» Your task: Your reply should contain only the line with "Target: dark drawer pull" and the lines after it through the end of the data, each written out exactly.

--- Working data ---

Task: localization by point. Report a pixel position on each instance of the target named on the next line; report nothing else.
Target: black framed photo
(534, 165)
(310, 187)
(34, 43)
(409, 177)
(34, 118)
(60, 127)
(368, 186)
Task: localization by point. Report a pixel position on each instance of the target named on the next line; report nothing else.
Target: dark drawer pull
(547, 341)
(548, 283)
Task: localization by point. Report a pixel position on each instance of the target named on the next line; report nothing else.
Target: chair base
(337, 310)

---

» Written answer:
Target: dark drawer pull
(547, 341)
(548, 283)
Task: localization by point. Report a pixel position on each instance of the target named on the next line; report nothing else.
Target: chair base
(337, 310)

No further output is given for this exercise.